- _Exercise aim_
Report how many lines in the records below contain the string "trim". Matching is case-sensitive, and your reply should be that number alone.

-------

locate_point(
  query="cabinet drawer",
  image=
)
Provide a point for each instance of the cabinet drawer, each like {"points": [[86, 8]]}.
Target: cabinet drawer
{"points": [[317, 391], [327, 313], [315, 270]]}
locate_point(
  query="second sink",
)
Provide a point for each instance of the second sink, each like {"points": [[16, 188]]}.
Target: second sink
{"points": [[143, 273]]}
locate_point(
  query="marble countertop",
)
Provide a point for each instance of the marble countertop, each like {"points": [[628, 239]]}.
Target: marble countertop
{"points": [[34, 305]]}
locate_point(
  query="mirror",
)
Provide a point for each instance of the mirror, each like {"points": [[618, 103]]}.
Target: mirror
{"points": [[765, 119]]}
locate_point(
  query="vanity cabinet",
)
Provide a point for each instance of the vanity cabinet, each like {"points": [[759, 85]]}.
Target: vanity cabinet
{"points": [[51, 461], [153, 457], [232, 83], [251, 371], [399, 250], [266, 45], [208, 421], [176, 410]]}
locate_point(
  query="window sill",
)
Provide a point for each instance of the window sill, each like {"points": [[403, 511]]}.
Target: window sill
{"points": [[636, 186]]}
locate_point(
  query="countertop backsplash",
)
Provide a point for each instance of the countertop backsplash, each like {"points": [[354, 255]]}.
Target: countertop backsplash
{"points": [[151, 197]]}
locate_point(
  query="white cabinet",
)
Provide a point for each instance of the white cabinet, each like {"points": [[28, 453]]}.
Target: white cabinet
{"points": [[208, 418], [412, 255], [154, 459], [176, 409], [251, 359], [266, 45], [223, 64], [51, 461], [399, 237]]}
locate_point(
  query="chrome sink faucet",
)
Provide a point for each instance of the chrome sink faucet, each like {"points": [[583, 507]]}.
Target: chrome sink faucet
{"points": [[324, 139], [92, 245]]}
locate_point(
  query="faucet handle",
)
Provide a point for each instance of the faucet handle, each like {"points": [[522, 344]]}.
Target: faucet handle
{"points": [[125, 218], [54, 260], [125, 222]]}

-------

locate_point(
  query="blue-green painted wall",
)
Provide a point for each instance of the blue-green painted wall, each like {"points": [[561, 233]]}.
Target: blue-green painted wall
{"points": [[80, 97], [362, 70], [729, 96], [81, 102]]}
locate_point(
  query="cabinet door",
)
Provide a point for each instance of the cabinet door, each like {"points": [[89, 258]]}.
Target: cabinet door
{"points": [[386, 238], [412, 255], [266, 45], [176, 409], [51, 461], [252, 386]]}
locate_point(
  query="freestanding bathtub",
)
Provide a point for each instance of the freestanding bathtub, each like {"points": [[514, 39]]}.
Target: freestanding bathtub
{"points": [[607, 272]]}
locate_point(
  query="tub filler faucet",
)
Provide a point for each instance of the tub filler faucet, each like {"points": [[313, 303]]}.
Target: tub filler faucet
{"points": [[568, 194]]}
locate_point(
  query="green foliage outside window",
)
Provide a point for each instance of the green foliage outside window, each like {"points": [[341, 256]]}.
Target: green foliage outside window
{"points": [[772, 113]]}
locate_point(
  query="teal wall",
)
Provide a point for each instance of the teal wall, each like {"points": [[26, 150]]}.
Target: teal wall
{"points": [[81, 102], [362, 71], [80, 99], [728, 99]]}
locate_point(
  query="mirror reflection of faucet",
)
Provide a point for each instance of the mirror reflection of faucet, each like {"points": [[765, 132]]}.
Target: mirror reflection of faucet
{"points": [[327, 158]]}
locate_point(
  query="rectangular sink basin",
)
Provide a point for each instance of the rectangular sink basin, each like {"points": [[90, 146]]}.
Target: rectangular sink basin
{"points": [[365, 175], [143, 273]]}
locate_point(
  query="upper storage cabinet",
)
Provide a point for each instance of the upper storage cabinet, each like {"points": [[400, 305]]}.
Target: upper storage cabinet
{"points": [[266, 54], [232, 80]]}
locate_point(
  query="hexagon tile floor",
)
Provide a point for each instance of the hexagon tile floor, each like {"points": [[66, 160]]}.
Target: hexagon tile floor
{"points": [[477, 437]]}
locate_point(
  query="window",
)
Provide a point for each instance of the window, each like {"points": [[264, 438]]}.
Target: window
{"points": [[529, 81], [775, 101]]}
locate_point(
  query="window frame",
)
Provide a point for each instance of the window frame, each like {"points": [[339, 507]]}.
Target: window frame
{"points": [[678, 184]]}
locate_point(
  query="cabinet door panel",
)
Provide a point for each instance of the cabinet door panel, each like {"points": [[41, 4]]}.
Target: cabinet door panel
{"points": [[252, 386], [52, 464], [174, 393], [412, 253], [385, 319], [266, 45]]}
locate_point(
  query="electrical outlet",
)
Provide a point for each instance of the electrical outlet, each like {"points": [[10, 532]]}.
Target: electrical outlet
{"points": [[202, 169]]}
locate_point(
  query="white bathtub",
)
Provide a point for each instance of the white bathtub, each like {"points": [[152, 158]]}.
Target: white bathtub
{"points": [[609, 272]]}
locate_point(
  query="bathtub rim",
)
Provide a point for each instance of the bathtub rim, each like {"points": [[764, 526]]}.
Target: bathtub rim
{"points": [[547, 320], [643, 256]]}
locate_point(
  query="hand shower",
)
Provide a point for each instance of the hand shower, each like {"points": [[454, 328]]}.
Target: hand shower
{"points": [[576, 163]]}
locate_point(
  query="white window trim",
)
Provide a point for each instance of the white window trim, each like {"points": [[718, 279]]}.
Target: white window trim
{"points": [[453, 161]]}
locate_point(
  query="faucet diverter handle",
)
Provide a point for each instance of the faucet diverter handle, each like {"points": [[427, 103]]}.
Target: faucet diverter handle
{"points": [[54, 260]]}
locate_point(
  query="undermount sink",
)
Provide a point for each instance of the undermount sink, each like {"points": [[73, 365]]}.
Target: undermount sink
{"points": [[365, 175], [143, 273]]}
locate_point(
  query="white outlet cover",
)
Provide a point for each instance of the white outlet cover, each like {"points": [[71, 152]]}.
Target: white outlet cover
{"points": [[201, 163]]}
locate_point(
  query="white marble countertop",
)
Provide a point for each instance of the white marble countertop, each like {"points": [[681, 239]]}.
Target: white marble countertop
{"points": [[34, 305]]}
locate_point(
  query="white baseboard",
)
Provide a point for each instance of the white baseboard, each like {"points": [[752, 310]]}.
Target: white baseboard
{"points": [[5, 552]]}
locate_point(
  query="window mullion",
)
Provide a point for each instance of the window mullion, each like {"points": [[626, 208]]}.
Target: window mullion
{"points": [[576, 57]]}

-------

- _Finished task_
3